## Data extracts
BEGIN
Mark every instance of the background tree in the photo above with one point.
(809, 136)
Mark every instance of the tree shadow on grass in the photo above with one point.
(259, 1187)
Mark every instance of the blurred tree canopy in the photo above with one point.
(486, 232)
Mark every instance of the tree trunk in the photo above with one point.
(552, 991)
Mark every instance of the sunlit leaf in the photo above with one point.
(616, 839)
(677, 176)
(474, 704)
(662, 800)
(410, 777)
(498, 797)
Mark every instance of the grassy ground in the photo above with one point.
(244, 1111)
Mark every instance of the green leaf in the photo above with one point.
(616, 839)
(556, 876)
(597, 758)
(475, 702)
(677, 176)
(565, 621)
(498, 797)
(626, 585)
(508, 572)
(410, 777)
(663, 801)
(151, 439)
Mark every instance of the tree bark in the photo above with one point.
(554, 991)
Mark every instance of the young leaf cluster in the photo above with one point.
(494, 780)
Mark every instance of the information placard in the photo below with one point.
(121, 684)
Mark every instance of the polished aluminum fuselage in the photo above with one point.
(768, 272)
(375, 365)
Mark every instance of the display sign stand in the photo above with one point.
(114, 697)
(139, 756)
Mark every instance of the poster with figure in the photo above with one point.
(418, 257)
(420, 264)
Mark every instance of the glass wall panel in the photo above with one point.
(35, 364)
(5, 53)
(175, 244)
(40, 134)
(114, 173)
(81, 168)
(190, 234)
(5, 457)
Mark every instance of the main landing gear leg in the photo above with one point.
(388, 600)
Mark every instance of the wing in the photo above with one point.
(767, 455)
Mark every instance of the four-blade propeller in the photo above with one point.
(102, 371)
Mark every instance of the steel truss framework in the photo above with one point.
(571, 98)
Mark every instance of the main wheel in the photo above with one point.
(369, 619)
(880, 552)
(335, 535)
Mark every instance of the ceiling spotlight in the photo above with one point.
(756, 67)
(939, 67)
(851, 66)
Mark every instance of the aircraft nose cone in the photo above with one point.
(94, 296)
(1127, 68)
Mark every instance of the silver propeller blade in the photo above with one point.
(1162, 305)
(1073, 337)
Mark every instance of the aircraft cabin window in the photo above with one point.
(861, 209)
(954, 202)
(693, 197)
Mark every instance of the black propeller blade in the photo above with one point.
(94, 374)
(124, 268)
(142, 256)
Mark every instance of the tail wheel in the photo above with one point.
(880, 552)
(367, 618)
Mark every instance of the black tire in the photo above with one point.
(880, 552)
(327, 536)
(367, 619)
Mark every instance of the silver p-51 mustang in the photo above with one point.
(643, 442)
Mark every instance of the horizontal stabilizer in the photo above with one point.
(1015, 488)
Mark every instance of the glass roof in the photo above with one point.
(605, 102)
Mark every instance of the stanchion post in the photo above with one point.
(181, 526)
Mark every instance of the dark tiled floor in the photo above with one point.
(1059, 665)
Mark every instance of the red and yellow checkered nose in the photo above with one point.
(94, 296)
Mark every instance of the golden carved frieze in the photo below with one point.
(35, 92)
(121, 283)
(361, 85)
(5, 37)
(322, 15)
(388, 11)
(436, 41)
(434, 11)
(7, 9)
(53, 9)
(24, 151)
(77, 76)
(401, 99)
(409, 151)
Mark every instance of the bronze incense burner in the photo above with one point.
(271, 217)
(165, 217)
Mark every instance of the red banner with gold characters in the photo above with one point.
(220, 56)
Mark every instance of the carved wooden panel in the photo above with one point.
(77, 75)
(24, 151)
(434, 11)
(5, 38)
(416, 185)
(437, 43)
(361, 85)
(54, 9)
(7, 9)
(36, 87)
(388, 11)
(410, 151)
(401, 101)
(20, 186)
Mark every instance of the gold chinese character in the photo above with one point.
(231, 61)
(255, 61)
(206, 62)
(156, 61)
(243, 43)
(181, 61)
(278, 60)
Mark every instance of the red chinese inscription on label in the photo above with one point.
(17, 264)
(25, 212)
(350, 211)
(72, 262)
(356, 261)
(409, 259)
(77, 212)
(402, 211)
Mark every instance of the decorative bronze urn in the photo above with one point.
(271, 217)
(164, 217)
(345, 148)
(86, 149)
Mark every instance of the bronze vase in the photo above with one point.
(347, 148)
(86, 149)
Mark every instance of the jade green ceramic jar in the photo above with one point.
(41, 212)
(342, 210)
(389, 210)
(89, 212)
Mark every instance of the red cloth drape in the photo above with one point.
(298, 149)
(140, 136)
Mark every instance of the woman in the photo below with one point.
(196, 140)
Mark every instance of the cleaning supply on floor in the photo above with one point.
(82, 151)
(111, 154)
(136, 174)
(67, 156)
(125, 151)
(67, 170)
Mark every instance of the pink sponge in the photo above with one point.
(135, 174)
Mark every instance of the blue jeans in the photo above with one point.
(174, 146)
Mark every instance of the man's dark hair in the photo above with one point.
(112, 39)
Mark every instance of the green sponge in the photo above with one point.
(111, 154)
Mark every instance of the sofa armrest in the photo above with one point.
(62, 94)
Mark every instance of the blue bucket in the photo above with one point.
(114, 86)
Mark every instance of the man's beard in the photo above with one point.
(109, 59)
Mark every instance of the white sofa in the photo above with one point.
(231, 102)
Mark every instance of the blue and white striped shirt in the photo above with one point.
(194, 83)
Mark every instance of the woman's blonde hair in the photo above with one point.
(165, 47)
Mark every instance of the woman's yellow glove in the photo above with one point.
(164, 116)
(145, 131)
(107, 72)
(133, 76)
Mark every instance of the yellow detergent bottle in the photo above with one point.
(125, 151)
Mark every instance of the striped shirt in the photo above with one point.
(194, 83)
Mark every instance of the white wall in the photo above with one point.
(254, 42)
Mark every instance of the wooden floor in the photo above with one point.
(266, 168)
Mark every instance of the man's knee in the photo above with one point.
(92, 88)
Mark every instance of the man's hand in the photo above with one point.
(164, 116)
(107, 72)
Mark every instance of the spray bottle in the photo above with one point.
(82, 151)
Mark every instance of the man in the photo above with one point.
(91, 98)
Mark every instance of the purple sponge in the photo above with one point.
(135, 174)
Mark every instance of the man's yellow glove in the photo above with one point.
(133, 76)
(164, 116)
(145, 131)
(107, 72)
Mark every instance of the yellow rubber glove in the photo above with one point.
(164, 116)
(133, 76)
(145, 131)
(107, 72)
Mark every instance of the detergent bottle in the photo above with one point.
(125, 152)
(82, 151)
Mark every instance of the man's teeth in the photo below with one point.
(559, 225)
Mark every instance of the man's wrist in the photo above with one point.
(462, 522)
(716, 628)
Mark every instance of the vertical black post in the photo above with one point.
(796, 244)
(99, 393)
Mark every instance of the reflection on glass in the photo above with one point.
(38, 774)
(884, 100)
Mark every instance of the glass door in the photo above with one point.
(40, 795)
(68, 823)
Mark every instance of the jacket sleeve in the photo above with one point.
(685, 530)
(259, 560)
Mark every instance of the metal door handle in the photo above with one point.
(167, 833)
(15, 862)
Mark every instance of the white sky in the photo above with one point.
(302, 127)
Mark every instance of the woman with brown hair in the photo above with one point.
END
## Exercise requirements
Copy exactly the lines that run from the one containing "Mark every instance of the yellow rubber" to the last line of the listing, both included, and nothing more.

## Exercise output
Mark every instance of the yellow rubber glove in the photo above with one point.
(164, 116)
(133, 76)
(145, 131)
(107, 72)
Mark every instance of the detergent bottle in the photo above with one point.
(125, 152)
(82, 151)
Mark every instance of the man's teeth in the photo below with one point.
(559, 225)
Mark every instance of the man's wrist in the photo above with one point.
(462, 522)
(716, 628)
Mark every instance of the vertical black post in the photo above with one point.
(796, 244)
(99, 393)
Mark every instance of the reflection on glass in the photo above with one point.
(38, 774)
(884, 100)
Mark every instance of the glass door in the photo above with one point.
(40, 795)
(68, 823)
Mark every instance of the jacket sleeve in the photo above with one point.
(685, 530)
(259, 560)
Mark every instance of the metal door handle in the photo above with one point.
(167, 833)
(15, 862)
Mark every instance of the white sky in the photo above with one point.
(302, 127)
Mark every instance of the woman with brown hair in the photo above with one point.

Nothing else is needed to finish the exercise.